→ Problem to work on
Copy each entry precisely as written, and do not carry over the pictures.

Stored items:
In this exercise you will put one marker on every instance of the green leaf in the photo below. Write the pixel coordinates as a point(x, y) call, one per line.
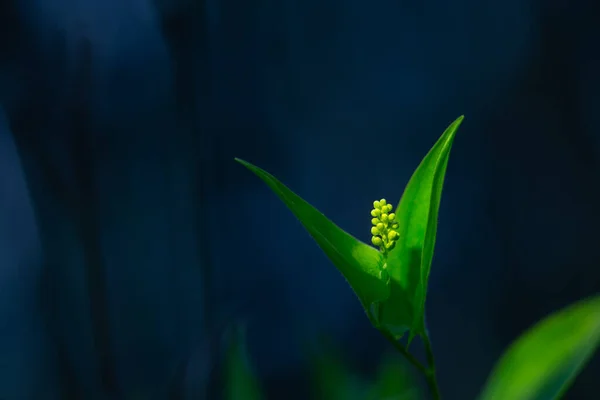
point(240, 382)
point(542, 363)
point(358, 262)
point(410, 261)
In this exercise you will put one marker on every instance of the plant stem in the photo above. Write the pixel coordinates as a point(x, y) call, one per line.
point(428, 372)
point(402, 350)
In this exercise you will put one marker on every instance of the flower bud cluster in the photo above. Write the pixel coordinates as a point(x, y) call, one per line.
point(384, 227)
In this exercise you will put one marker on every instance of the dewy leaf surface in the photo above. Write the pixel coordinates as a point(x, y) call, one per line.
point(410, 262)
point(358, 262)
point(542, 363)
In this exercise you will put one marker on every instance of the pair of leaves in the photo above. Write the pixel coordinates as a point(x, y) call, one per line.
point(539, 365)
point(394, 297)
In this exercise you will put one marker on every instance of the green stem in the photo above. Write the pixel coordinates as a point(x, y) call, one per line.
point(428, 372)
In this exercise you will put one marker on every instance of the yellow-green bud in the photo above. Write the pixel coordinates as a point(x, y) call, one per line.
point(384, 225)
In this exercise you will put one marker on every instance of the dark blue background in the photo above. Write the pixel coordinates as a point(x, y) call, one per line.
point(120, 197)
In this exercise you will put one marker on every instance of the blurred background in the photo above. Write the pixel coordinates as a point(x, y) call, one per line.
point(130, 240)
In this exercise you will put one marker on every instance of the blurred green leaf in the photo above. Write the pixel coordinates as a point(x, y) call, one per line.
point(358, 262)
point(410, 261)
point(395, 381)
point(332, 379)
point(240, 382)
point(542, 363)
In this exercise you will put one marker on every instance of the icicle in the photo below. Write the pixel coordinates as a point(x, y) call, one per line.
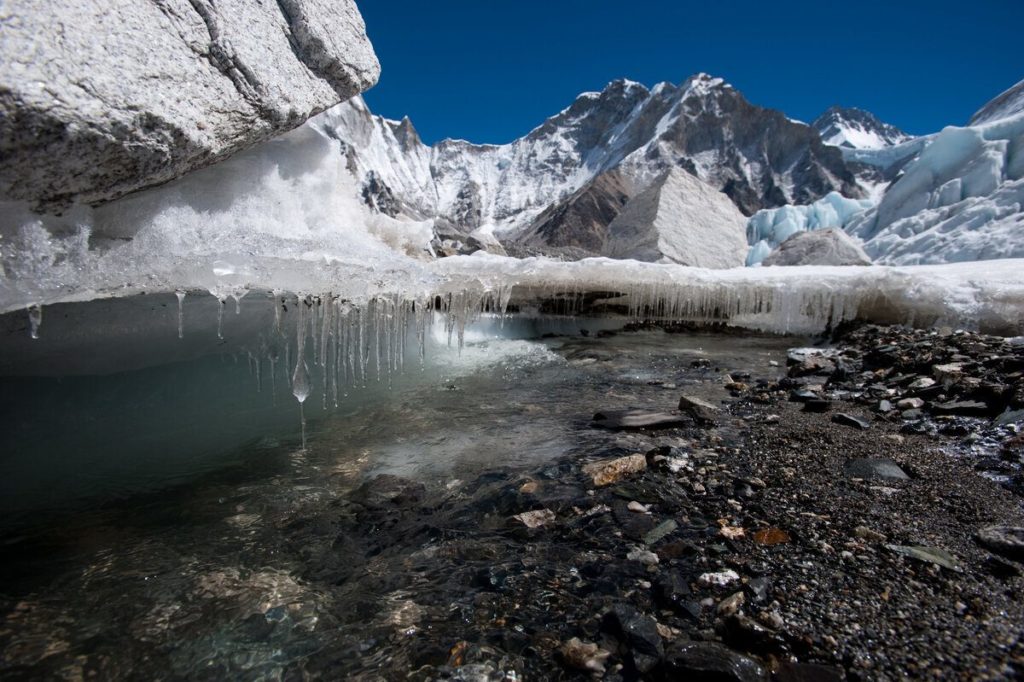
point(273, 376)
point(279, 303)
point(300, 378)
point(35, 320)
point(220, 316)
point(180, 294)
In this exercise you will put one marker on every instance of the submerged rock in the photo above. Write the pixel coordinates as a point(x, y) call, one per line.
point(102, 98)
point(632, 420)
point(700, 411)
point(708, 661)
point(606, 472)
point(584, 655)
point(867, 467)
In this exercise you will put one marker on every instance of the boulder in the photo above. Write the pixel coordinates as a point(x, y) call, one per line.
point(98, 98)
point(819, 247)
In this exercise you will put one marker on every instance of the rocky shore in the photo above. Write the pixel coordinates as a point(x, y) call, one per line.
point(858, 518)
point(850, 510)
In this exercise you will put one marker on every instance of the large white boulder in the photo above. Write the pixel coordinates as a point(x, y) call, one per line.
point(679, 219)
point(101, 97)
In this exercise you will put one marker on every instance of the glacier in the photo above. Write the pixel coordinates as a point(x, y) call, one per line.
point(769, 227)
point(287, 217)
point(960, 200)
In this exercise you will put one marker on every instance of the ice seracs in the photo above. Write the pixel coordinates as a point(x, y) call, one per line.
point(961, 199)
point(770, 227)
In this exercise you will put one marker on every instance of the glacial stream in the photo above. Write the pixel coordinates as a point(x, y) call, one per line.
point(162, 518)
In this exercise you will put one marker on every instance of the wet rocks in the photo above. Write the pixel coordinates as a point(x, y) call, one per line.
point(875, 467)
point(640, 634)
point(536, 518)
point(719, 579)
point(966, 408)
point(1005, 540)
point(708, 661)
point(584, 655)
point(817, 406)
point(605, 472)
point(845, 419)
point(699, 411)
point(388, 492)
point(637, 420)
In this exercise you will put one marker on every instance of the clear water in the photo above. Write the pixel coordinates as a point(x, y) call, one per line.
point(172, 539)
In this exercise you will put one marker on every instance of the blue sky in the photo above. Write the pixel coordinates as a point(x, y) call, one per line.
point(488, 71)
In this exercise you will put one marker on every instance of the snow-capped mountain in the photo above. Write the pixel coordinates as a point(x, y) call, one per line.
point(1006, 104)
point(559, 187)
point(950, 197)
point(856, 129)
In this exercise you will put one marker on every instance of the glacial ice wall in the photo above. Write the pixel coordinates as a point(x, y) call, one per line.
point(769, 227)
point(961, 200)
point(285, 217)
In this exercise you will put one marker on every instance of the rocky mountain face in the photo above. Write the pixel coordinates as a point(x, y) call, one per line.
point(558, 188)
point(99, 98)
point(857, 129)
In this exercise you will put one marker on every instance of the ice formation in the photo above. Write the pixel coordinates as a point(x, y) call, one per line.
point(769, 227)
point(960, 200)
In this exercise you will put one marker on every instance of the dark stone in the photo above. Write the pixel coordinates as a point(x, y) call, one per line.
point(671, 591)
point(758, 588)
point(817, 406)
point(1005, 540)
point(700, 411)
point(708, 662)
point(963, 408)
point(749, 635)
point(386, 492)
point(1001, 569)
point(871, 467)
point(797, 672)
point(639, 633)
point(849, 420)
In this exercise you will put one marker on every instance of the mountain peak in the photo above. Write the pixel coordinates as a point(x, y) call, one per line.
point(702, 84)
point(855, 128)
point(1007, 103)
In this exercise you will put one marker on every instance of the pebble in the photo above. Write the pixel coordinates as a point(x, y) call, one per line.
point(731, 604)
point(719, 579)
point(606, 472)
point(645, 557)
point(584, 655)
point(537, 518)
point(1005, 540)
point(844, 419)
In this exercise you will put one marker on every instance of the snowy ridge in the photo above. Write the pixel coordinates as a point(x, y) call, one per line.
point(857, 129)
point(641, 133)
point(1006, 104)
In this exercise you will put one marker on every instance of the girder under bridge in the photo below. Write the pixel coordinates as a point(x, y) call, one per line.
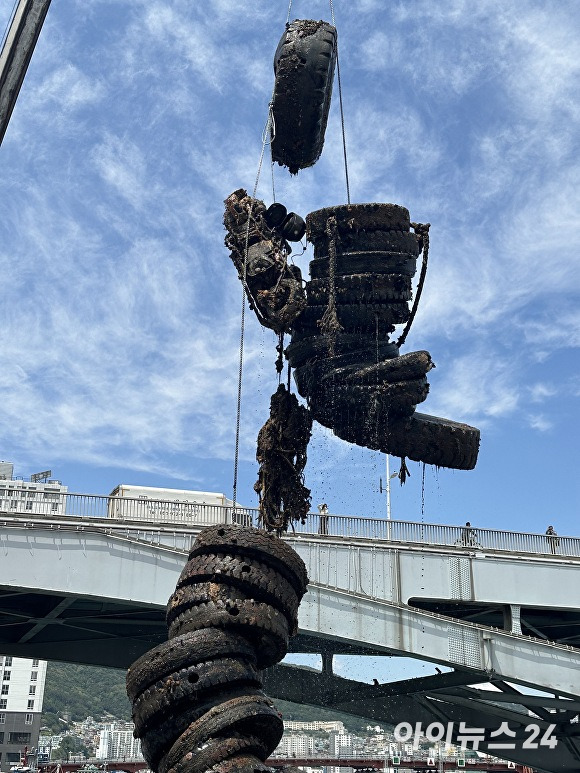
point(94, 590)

→ Response
In this exercise you will put one marker on every instance of the green leaf in the photo below. Write the pixel coordinates as a point(x, y) call, one per line.
point(240, 382)
point(542, 363)
point(358, 262)
point(410, 261)
In this exercise you will put one marker on every instance of the plant stem in the photo above. Write the pixel coordinates as a point(x, y) call, one per line.
point(428, 372)
point(402, 350)
In this exercise you will put one marker on every instance of the flower bud cluster in the photo above. Write the pixel coordinates as a point(x, y) call, one per line.
point(384, 227)
In this exercise you will put one marker on every instance of the dewy leaf surface in the photo above. Write the pixel coordinates as a point(x, y) call, one per line.
point(410, 262)
point(358, 262)
point(542, 363)
In this exercise you will put one marker on every instance of the pair of leaves in the photo above. Write the pixel coordinates as a point(x, y) call, one per line.
point(539, 365)
point(394, 297)
In this exercise you will put one marker on every instance of the green stem in the photo above. Write the pixel coordinates as a point(x, y) call, one per line.
point(428, 372)
In this exercise you will put one marker on every instance of the yellow-green bud in the photo above. Write the pixel coordinates as a point(x, y) call, one per line.
point(384, 225)
In this exercise you will put one marker on every instance of the dark blue background in the photo above. Write the pixel coordinates as a point(x, y) call, one per line.
point(120, 197)
In this exercise you will put one marker on every instance of the blurred background in the photo above. Write the pixel coordinates as a point(x, y) call, one per line.
point(130, 240)
In this exercise you will put one marker on every instance of the blurred green leaf in the photo above. Write the pixel coordinates as a point(x, y) call, one per line.
point(358, 262)
point(410, 261)
point(395, 381)
point(332, 379)
point(240, 382)
point(542, 363)
In this exercise you will put one marker on every instance of the icicle in the photo below. Write the pixel coordinates as a point(x, y) call, one per line.
point(273, 376)
point(279, 303)
point(300, 378)
point(35, 320)
point(220, 316)
point(180, 294)
In this exercise you will put one marker on every instance of the submerged rock in the photo above. Write the pixel coordinates as a point(x, y) call, one per line.
point(102, 98)
point(632, 420)
point(700, 411)
point(708, 661)
point(606, 472)
point(584, 655)
point(867, 467)
In this exercise you will put one marker on every instance of the boulder in the photo above. Write the pixel coordinates as a point(x, y) call, one per line.
point(98, 98)
point(819, 247)
In this exercise you will put one marker on every instance of the rocky shore in the photo above. Write the pixel coordinates as a point(x, y) call, one per line.
point(858, 518)
point(850, 510)
In this exercise you will put one marker on every instance of the large white boulder in the photo above. Write the pixel coordinates as a point(x, y) call, one per line.
point(679, 219)
point(101, 97)
In this exercise you will put one marker on every instance of the glacier in the photo above. Write the pixel coordinates as a point(x, y) call, one per line.
point(769, 227)
point(287, 217)
point(960, 200)
In this exercise you will put one marker on every instance of the ice seracs in the photo above. Write the pixel coordinates as a point(x, y) call, one per line.
point(961, 199)
point(770, 227)
In this exercise you will put one marker on every instance of the glacial stream in the photo above. Write the pixel coordinates as a point(x, y) call, one per line.
point(162, 518)
In this exercise you will put one marker on every instance of the wet rocks in the photo above. Write the pixel coordinates as a point(x, y) call, one per line.
point(875, 467)
point(640, 634)
point(536, 518)
point(719, 579)
point(966, 408)
point(1005, 540)
point(708, 661)
point(584, 655)
point(817, 406)
point(605, 472)
point(845, 419)
point(699, 411)
point(388, 492)
point(637, 420)
In this exercise you will put one marker on every instance of the clear water in the photo above. Write the pixel coordinates as a point(x, y) call, one per line.
point(172, 539)
In this exercise you will put one marker on every instance of the blue sky in the photo above. Write the pixel coordinates as a point(x, y) call, one per line.
point(488, 71)
In this exercise you will put one marker on every instance of the snow-capped mountain in the photo above. Write the pixel coordinates as a point(x, y) call, one per line.
point(1006, 104)
point(559, 187)
point(950, 197)
point(856, 129)
In this exercise you will put one marker on every instance of the glacial ice wall in the photo above. Write the pixel coordinates as a point(x, y) call, one per line.
point(769, 227)
point(961, 200)
point(285, 217)
In this exercise you will put one marker on every instance of the rocky mountain face in the photo above. Write the pixel coordinates as a point(x, y) call, one per line.
point(558, 188)
point(99, 98)
point(857, 129)
In this exercise you will put one marker on every instance of the ice formation in the photo above. Write the pixel coordinates as a point(x, y) call, one per line.
point(769, 227)
point(960, 200)
In this exercise you will put one marker on every instance of the dark stone in the photo above. Write the pixel coordinates as a point(x, y) call, one per line.
point(671, 591)
point(758, 588)
point(817, 406)
point(1005, 540)
point(700, 411)
point(708, 662)
point(963, 408)
point(749, 635)
point(386, 492)
point(1001, 569)
point(871, 467)
point(797, 672)
point(639, 633)
point(849, 420)
In this exercise you will put one marker on every instance of the mountain peak in the photo above. Write the pixel coordinates as a point(x, y) call, one per line.
point(702, 84)
point(855, 128)
point(1007, 103)
In this exercise you will put one marker on every instance of the pebble in the photo above. Write the pixel coordinates as a point(x, y) call, one per line.
point(731, 604)
point(719, 579)
point(606, 472)
point(645, 557)
point(584, 655)
point(537, 518)
point(1005, 540)
point(844, 419)
In this exercise you will put one marker on every instance of the snowy ridge in the photo above. Write the pixel coordinates as a point(x, y) call, one per line.
point(857, 129)
point(641, 133)
point(1006, 104)
In this exercise you will put one marker on every instance of the girder under bridge in the photo below. Write the pixel coordinates as a point(x, y) call, one per line.
point(94, 590)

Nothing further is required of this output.